→ **Page excerpt**:
-- Opening Marker --
CNRL

Catalysis & Nanotechnology Research Laboratory

© 2019 Placidus Amama

Tim Taylor Chemical Engineering Department

Kansas State University

International Collaboration

NSF Sponsored International Research Experience for Chemical Engineering Undergraduates

The international collaboration between CNRL and Prof. Mukai Shin's lab at Hokkaido University (Japan) is sponsored by the National Science Foundation through Dr. Amama's CAREER award. Under this program, a few students visit Prof. Mukai Shin's lab each year to learn about their research, share our work, and experience Japanese culture.

"It is critical for universities to develop programs that equip students with international experiences and global perspectives that engineers need to succeed in the 21st century."

 

   - Dr. Amama

Bailey McAuley

Thomas Davis and I spent 2 weeks at Hokkaido University, Sapporo, Japan for a research exchange program funded by the National Science Foundation. We worked under the supervision of Chemical Engineering professor Dr. Mukai of Hokkaido University. We were welcomed into the group spending the first night having a traditional Japanese BBQ with several kinds of delicious meats. Throughout our time in Japan we had several opportunities to explore Sapporo and spend time with students in and out of the research lab. 


In the lab we spoke with students studying several topics including lithium air batteries, carbon monoliths with straight micro channels, nano fiber synthesis and more. The students showed us their unique experimentation methods, such as using a microwave for heat treatment and fishing line for templateing the micro channels on the carbon monoliths. The fundamental approach to problems was very directed and methodical leading to specific criteria being controlled to test a hypothesis very efficiently. 


In our free time Thomas and I were able to explore much of Sapporo and the surrounding areas. We saw the university gardens, the old government building, the Sapporo Beer museum, and a distillery in yoichi, Hokkaido where Nikka Whiskey is produced. One day we ended up going to the Sapporo shrine. This experience was unique and a special insite into cultural and religious differences within japan. These tourist sites were only half the fun, as traveling around was an experience in itself. The subway systems were expansive as well as all aspects of mass transit. There were large underground shopping centers and train stations larger than most malls, and full of stores! The vastness of these shopping centers was unlike anything I had seen in the Midwest, or the United States for that matter. 


The food was always fantastic and inexpensive at all kinds of unique restaurants! I was very impressed with the large selection of food options and shops of 10-15 seats where one person ran the whole operation! Our favorite foods from our trip were the sushi, soup curry, and miso ramen. All vendors took a lot of pride in their craft and served each meal or purchase with care. I would definitely like to return to Japan to explore the country more fully and enjoy the great food! 

Brian Everhart

Though my time at Hokkaido University was short, I learned a lot, especially about the cultural differences between America and Japan. Prof. Mukai and his entire research group made me feel very welcome, as they readily included me in their activities and introduced me to many different Japanese foods. I would like to thank Professor Mukai and the entire research group for their hospitality.
-- Closing Marker --
→ **Exercise prompt**:
Answer these questions from the CNRL page:
(a) Which agency sponsors the collaboration with Prof. Mukai Shin's lab at Hokkaido University?
(b) How long did the two students in the account under "Bailey McAuley" spend at Hokkaido University?
(c) What does Brian Everhart say he learned about most?
The listing that comes next has no connection to the CNRL page.

→ **Excerpted records**:
-- Opening Marker --
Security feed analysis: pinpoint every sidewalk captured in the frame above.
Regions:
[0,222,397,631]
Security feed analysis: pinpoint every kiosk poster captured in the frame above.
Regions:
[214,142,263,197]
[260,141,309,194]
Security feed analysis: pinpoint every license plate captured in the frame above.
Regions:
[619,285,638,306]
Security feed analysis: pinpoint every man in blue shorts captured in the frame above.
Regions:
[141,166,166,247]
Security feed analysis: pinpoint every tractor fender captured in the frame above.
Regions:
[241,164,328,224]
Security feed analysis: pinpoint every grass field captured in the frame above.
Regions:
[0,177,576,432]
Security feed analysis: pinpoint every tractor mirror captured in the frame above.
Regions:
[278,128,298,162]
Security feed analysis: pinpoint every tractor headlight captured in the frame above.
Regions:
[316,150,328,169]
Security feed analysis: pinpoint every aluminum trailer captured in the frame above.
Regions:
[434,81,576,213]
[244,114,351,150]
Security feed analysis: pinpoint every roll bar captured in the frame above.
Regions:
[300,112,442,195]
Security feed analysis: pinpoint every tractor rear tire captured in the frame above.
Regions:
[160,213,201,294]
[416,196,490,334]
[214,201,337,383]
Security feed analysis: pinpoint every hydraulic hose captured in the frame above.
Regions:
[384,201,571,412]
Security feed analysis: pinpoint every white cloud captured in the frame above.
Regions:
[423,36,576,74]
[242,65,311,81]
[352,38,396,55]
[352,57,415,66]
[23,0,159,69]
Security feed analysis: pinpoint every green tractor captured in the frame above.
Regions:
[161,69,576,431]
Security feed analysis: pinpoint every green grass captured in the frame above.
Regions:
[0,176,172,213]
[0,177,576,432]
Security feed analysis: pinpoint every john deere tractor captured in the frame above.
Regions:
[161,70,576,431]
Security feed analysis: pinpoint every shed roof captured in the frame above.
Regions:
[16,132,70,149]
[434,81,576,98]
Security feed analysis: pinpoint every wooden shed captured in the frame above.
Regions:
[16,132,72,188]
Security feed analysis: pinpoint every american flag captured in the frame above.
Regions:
-- Closing Marker --
→ **Response to this task**:
(a) The National Science Foundation, through Dr. Amama's CAREER award.
(b) 2 weeks.
(c) The cultural differences between America and Japan.